» Material for this task
# # # #

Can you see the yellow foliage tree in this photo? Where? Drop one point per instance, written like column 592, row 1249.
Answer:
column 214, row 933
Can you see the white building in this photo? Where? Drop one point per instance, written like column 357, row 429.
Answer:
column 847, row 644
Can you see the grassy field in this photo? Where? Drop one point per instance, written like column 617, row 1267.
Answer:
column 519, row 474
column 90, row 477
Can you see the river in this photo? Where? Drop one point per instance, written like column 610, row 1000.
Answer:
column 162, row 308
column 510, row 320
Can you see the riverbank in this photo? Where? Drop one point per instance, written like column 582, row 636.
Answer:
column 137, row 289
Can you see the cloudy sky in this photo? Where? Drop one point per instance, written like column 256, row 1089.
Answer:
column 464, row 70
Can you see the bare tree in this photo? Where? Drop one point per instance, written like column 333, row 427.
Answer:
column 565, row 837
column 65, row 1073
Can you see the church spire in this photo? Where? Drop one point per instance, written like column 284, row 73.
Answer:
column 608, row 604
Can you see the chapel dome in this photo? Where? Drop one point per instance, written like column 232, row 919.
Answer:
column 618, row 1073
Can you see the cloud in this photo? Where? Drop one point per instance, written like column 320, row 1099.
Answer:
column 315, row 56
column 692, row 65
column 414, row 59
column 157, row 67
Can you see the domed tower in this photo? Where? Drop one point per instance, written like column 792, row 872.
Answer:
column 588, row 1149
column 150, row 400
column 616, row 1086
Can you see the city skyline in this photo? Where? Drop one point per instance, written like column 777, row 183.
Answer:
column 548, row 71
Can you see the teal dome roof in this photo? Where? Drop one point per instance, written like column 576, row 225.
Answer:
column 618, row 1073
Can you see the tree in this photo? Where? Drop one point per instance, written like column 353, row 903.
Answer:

# # # #

» What you will do
Please rewrite the lines from the one with "Can you see the bare" up to and including the last line, swapping "instance" for "occurrence" and keeping all else unchanged.

» Solution for this task
Can you see the bare tree in this photo? Where? Drop one point per occurrence, written like column 333, row 427.
Answer:
column 565, row 837
column 65, row 1073
Can you see the church spire in this photo? Where? Drop one point per occurrence, written like column 284, row 73.
Answer:
column 608, row 604
Can you see the chapel dome in this photo? Where? Drop one point per occurrence, written like column 232, row 919.
Answer:
column 618, row 1073
Can you see the cloud in this photo? Where? Drop one point per occurrence, written like column 320, row 1099.
Answer:
column 315, row 56
column 692, row 65
column 414, row 59
column 157, row 67
Can you see the domed tower in this photo? Where? Drop one point per occurrence, written like column 792, row 872.
Answer:
column 588, row 1149
column 150, row 400
column 616, row 1086
Can you see the city skyline in this photo? Where? Drop one point per occurrence, written like column 777, row 183.
Answer:
column 548, row 71
Can you see the teal dome roof in this photo? Where? Drop one point per occurrence, written like column 576, row 225.
Answer:
column 618, row 1073
Can you see the tree in this photo? Where? Drop one point per occurrence, written like column 353, row 903.
Answer:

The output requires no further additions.